Collected data entries:

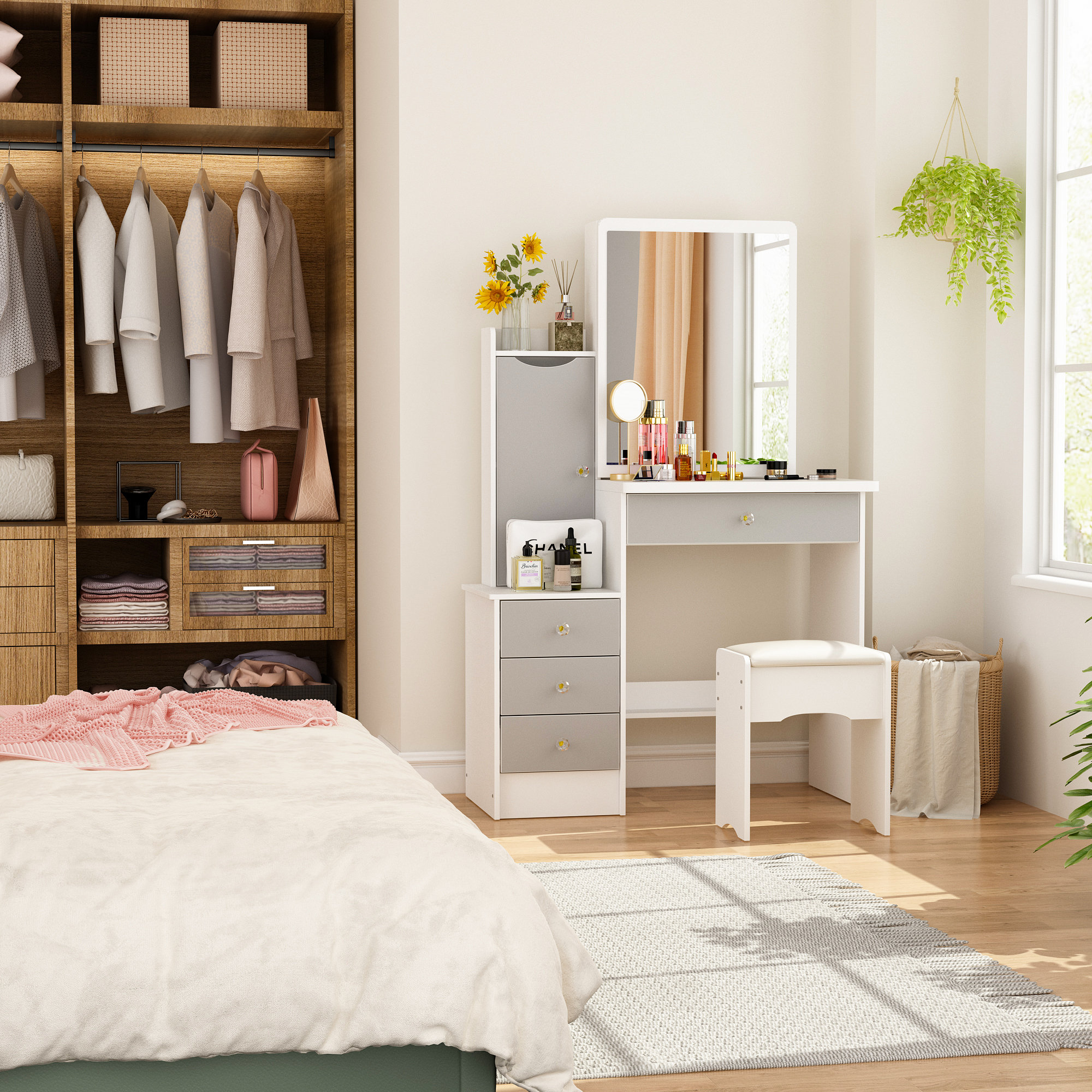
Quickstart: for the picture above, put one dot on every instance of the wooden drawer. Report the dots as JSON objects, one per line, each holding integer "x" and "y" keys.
{"x": 561, "y": 628}
{"x": 28, "y": 675}
{"x": 248, "y": 596}
{"x": 696, "y": 520}
{"x": 531, "y": 744}
{"x": 263, "y": 551}
{"x": 27, "y": 611}
{"x": 27, "y": 563}
{"x": 531, "y": 687}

[CHALLENGE]
Scale the listing above by rewriting every line of it except the picture, keeping the text lines unchanged and multiplying each x and y coordinate by 0.7, rounded to the nearest whole number with halves rounded up.

[FINAL RESULT]
Quickstart: for the picture above, put one dot on every instance of the wooden drawer. Report the dots as JSON objects, one per line, each holding integer "x" and "y" keys.
{"x": 393, "y": 440}
{"x": 20, "y": 473}
{"x": 174, "y": 417}
{"x": 487, "y": 364}
{"x": 372, "y": 521}
{"x": 184, "y": 386}
{"x": 19, "y": 428}
{"x": 19, "y": 394}
{"x": 372, "y": 481}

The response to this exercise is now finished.